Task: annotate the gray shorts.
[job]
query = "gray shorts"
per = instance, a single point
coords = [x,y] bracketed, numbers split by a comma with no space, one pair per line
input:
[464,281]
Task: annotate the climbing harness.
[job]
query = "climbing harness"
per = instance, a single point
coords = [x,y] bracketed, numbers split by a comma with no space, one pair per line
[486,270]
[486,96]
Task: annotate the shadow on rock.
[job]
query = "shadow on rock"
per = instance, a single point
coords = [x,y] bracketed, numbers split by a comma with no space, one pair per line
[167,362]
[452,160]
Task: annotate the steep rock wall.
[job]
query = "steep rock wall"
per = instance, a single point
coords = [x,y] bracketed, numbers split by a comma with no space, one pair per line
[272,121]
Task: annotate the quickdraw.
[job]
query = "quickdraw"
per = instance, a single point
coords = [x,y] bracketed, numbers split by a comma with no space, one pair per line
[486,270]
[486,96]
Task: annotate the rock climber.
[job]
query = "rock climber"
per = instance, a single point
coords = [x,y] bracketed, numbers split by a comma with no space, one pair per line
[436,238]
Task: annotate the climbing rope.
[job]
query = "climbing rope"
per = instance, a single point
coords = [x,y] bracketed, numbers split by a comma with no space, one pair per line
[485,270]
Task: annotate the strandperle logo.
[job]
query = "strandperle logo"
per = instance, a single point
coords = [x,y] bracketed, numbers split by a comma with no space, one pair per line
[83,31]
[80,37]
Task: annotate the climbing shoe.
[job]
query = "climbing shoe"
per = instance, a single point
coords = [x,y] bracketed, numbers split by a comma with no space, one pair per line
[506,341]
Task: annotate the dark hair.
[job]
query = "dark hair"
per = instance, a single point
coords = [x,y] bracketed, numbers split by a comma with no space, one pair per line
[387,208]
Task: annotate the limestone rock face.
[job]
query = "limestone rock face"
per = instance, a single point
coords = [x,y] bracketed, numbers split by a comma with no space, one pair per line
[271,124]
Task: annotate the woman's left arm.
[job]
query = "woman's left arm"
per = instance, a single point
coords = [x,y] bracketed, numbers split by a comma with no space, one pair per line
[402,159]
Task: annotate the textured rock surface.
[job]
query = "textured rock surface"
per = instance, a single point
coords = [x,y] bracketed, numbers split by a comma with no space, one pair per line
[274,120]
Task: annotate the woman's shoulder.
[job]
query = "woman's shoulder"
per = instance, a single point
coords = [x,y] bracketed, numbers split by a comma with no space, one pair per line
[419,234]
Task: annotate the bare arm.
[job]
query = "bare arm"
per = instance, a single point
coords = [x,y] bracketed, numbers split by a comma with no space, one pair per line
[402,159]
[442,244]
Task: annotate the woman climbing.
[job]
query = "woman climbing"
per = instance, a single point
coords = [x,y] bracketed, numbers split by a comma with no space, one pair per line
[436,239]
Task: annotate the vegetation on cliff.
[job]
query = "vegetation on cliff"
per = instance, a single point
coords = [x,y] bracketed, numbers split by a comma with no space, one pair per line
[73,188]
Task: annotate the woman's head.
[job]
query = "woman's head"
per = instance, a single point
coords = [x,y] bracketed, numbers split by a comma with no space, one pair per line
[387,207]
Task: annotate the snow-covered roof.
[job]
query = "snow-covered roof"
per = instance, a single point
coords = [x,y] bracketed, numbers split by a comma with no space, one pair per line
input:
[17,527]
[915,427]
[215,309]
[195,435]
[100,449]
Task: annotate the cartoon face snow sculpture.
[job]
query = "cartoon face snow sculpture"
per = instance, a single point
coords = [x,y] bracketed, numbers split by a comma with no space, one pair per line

☆ ☆ ☆ ☆

INSTRUCTIONS FOR THE TASK:
Convert the listing, from the line containing "Task: annotate the vegetation on cliff." through the final line of the listing inclusive, into a JSON array of strings with one string per line, skipping any blank lines.

SOLVED EXERCISE:
[
  "Task: annotate the vegetation on cliff.",
  "[job]",
  "query = \"vegetation on cliff\"",
  "per = instance, a single point",
  "coords = [x,y] bracketed, numbers split by a comma with no space, one pair per line",
  "[73,188]",
  "Task: annotate the woman's head.",
  "[job]",
  "query = \"woman's head\"",
  "per = instance, a single point",
  "coords = [x,y] bracketed, numbers split by a comma with no space, one pair per line",
  "[387,207]",
  "Task: annotate the snow-covered roof.",
  "[job]",
  "query = \"snow-covered roof\"",
  "per = instance, a single point",
  "coords = [x,y] bracketed, numbers split by a comma with no space, one pair per line",
  "input:",
  "[17,527]",
  "[915,427]",
  "[215,309]",
  "[195,435]",
  "[100,449]",
  "Task: annotate the cartoon face snow sculpture.",
  "[job]",
  "query = \"cartoon face snow sculpture\"",
  "per = instance, a single point",
  "coords = [x,y] bracketed, numbers split by a comma with no space, one pair per line"
]